◆ Records from a point labeling set:
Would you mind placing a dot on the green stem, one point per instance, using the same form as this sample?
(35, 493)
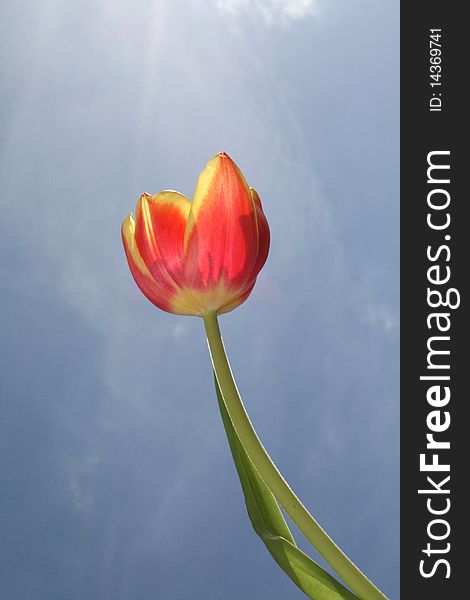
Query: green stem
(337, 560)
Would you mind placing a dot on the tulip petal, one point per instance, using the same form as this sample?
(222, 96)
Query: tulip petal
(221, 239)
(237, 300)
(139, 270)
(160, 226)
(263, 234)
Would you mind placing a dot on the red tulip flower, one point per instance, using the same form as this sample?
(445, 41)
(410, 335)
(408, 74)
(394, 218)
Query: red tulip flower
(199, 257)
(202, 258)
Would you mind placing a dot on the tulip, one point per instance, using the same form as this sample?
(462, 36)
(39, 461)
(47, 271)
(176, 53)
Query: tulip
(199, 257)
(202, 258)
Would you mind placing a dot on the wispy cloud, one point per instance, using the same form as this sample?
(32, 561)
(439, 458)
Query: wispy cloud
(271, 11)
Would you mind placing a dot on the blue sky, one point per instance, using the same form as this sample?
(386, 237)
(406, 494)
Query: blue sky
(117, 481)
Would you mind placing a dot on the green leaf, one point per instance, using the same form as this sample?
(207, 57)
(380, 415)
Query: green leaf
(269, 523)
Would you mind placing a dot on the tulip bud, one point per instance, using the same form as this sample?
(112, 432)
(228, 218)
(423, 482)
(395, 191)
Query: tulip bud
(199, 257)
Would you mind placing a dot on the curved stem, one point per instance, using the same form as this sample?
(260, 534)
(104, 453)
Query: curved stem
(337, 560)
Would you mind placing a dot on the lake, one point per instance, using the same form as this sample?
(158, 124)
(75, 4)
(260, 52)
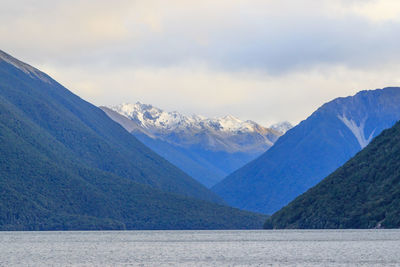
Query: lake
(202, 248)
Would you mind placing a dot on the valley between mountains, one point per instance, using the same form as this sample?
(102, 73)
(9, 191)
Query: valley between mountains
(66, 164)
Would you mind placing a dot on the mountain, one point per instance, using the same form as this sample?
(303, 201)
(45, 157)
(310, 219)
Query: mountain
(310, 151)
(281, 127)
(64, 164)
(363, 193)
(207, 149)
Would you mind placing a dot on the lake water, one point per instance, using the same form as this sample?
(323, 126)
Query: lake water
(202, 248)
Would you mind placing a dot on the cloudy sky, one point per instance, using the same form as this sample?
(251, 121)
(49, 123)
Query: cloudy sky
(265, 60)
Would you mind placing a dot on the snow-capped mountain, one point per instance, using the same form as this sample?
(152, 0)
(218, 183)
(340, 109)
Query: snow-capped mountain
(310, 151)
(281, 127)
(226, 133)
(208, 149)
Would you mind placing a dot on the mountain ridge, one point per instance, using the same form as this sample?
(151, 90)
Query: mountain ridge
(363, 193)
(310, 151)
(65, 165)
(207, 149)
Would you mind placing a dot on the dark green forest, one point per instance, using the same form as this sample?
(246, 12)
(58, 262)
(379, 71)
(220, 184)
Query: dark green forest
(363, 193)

---

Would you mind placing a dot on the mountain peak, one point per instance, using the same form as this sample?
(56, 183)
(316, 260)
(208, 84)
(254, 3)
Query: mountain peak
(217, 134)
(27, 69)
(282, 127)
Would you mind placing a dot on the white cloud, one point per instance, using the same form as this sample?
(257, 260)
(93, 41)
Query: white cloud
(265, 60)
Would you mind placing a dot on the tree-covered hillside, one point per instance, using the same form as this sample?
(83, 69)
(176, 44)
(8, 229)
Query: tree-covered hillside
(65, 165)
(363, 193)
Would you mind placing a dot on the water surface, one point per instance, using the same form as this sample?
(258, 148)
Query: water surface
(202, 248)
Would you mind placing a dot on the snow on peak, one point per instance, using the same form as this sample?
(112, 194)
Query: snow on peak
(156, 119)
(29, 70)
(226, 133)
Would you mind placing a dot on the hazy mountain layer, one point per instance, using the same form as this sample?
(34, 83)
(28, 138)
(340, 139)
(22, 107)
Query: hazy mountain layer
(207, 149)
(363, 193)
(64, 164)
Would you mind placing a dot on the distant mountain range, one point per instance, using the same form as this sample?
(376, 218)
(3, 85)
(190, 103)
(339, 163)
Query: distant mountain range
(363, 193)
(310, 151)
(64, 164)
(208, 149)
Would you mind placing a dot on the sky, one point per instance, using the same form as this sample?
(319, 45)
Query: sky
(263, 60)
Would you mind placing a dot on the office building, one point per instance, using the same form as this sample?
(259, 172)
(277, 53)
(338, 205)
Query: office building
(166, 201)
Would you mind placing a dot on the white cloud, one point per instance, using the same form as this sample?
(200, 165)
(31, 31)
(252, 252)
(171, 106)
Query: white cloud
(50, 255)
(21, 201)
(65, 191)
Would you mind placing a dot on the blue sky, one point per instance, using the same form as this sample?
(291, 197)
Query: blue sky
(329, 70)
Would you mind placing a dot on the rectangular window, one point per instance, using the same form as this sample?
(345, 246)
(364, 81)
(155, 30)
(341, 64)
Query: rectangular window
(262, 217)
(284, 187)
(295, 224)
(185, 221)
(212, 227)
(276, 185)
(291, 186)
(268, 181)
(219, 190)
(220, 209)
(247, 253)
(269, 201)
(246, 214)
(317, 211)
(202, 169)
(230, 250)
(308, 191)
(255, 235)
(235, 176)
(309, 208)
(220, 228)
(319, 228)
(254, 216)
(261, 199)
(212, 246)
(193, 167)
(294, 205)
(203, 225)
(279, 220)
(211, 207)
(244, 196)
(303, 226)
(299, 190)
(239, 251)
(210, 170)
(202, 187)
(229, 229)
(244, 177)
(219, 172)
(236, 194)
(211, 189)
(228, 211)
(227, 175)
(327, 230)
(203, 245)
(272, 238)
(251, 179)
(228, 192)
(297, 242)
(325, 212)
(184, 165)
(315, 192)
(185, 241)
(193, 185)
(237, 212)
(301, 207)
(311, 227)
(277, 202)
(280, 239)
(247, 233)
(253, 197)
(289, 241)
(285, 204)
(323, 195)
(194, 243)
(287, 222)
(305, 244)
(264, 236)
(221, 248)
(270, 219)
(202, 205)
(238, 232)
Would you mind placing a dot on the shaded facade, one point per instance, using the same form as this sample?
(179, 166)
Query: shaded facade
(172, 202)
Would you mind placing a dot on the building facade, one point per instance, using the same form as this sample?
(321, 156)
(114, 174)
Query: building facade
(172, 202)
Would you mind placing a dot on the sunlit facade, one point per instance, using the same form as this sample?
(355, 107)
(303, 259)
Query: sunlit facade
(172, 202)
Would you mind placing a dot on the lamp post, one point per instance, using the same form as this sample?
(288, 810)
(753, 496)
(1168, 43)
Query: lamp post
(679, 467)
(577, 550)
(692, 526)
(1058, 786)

---

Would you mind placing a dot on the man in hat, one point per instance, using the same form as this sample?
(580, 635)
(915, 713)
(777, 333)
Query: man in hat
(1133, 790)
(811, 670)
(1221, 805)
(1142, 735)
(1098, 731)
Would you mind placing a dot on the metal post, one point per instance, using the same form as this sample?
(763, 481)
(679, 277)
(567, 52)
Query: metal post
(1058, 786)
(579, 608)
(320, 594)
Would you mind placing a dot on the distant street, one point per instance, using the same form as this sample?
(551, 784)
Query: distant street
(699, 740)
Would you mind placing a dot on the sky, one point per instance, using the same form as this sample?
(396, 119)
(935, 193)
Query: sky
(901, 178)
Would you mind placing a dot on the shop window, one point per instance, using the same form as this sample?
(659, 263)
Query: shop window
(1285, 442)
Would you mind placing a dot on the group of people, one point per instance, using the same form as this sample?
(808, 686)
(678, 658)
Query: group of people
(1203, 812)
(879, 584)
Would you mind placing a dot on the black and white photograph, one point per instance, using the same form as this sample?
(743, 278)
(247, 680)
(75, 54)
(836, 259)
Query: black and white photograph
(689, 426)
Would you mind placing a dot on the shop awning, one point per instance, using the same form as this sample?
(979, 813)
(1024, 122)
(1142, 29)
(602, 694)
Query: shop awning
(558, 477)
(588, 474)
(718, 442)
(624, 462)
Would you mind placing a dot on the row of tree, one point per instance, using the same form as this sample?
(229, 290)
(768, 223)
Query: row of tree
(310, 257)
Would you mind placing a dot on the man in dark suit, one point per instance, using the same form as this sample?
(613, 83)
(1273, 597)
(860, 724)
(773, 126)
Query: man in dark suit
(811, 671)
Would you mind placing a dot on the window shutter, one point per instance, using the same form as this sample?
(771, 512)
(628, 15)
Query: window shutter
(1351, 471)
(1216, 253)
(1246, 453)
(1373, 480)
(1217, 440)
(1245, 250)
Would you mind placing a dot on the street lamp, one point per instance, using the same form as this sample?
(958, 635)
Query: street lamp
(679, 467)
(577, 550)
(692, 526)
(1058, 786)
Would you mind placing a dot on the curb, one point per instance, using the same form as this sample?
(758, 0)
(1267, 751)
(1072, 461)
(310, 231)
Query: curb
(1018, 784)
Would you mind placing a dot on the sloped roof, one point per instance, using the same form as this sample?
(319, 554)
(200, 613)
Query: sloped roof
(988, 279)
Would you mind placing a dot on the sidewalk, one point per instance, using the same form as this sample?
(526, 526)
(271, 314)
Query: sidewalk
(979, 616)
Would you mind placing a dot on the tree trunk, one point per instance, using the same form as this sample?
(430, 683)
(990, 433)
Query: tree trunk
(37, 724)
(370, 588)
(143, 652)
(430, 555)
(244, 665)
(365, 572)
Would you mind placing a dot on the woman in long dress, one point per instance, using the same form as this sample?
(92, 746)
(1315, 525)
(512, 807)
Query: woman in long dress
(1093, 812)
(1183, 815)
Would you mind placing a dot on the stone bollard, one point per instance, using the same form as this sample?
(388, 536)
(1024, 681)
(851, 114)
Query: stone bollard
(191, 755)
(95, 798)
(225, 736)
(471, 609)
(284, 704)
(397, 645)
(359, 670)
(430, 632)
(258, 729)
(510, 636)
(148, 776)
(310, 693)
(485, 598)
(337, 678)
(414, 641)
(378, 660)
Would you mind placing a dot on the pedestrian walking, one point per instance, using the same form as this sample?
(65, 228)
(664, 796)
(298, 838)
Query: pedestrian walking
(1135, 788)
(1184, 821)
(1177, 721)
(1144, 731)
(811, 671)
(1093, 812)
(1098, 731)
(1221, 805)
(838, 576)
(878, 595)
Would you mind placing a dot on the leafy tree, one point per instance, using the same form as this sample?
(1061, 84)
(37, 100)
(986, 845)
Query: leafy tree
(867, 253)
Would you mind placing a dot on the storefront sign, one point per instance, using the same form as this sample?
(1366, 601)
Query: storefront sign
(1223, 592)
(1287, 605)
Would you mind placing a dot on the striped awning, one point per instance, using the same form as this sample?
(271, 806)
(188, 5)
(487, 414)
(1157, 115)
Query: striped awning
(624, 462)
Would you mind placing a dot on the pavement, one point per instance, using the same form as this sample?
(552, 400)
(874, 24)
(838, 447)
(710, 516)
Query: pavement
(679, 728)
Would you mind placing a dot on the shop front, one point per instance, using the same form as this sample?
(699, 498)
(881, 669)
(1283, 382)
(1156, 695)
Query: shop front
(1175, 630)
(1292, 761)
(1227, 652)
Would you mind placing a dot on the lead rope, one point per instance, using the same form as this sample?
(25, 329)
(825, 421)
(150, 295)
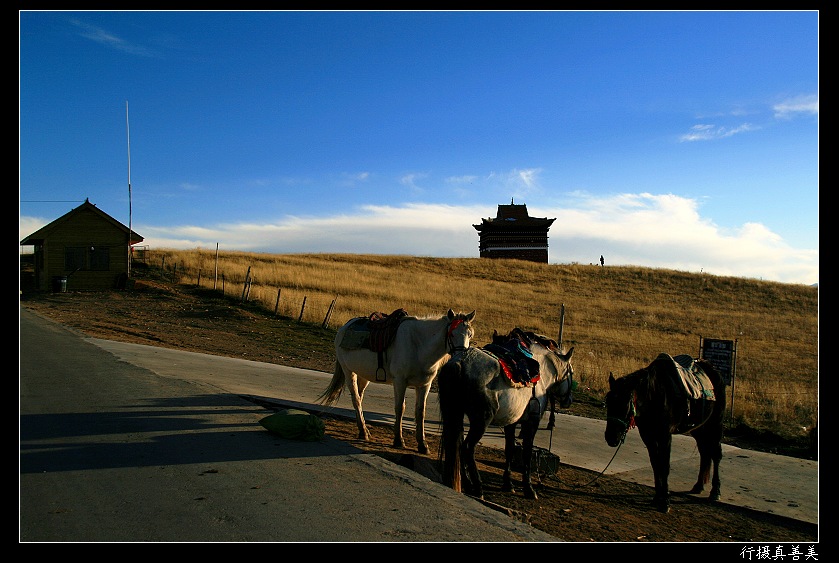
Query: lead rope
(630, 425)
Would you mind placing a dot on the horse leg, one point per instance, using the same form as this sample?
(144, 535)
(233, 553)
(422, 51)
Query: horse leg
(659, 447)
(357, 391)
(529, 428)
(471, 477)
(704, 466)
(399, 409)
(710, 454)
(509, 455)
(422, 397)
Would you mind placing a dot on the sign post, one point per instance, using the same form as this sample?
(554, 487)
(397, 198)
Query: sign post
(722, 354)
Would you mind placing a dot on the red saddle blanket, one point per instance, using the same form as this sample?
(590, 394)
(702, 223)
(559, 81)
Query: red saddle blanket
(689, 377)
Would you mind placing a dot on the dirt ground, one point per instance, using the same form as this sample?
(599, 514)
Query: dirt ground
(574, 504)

◆ Problem requirements: Please gather every line of the records above that contains the string "dress". Case counts, so match capital and lowercase letters exactly.

◆ Reply to the task:
Would you mind placing a dot on the woman in long dress, one point per instance, using the same form as this sample?
Query: woman in long dress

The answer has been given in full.